### Region outline records
----------

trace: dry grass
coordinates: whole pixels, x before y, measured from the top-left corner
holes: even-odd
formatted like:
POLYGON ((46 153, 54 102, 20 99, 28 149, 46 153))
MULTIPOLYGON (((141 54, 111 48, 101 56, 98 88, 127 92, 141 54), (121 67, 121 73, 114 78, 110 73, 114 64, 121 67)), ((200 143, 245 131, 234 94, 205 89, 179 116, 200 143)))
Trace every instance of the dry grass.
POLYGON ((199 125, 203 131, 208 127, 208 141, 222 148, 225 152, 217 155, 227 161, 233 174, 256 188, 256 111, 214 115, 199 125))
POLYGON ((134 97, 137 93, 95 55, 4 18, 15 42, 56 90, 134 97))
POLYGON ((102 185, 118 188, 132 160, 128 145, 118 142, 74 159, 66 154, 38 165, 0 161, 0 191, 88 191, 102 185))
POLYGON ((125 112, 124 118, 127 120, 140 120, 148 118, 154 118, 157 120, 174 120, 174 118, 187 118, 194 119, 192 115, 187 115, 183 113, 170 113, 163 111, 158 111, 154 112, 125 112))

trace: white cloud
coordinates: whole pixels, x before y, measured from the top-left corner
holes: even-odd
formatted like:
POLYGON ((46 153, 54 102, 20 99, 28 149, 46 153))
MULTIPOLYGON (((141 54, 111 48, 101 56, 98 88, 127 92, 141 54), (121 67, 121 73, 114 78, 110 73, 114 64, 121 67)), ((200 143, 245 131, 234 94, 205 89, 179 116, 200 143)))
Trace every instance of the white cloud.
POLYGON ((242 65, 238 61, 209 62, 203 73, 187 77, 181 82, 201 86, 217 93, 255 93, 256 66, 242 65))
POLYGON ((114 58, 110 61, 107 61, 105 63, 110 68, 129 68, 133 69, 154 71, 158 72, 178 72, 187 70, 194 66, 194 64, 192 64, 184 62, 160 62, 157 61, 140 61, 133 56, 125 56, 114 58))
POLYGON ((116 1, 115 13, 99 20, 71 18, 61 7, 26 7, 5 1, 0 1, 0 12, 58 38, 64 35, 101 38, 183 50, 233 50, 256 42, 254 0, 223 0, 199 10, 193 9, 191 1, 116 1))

----------

Copy every line of the records above, word for word and in the same order.

### Answer to the problem
trace: dry grass
coordinates: whole pixels, x before y, measured from the top-left corner
holes: even-odd
formatted like:
POLYGON ((46 153, 54 102, 20 99, 28 149, 46 153))
MULTIPOLYGON (((141 54, 111 48, 101 56, 98 88, 127 92, 141 54), (121 67, 121 73, 114 78, 110 73, 114 64, 121 67)), ((200 143, 245 131, 234 94, 205 89, 179 116, 200 143)))
Trace every instance of the dry grass.
POLYGON ((199 125, 203 131, 208 127, 208 141, 222 148, 225 152, 217 155, 227 161, 233 174, 256 188, 256 111, 214 115, 199 125))
POLYGON ((134 97, 137 93, 95 55, 4 18, 15 42, 56 90, 134 97))
POLYGON ((102 185, 118 188, 132 160, 128 145, 118 142, 74 159, 66 154, 38 165, 0 161, 0 191, 88 191, 102 185))
POLYGON ((125 112, 124 118, 127 120, 140 120, 148 118, 154 118, 157 120, 174 120, 174 118, 187 118, 194 119, 192 115, 187 115, 183 113, 170 113, 163 111, 158 111, 154 112, 125 112))

trace: white cloud
coordinates: whole pixels, x before y, measured from the top-left corner
holes: even-odd
formatted like:
POLYGON ((46 153, 54 102, 20 99, 28 149, 46 153))
MULTIPOLYGON (((141 54, 111 48, 101 56, 98 88, 127 92, 141 54), (121 67, 121 73, 114 78, 110 73, 114 64, 121 67)), ((200 143, 245 131, 234 94, 205 89, 179 116, 200 143)))
Trace every instance of the white cloud.
POLYGON ((242 65, 238 61, 209 62, 203 73, 187 77, 181 82, 201 86, 217 93, 255 93, 256 66, 242 65))
POLYGON ((114 58, 110 61, 107 61, 105 63, 110 68, 129 68, 133 69, 154 71, 158 72, 178 72, 187 70, 194 66, 194 64, 192 64, 184 62, 160 62, 157 61, 140 61, 133 56, 125 56, 114 58))
POLYGON ((116 1, 115 13, 99 20, 71 18, 61 7, 26 7, 5 1, 0 1, 0 12, 58 38, 64 35, 101 38, 183 50, 233 50, 256 42, 254 0, 223 0, 199 10, 193 9, 191 1, 116 1))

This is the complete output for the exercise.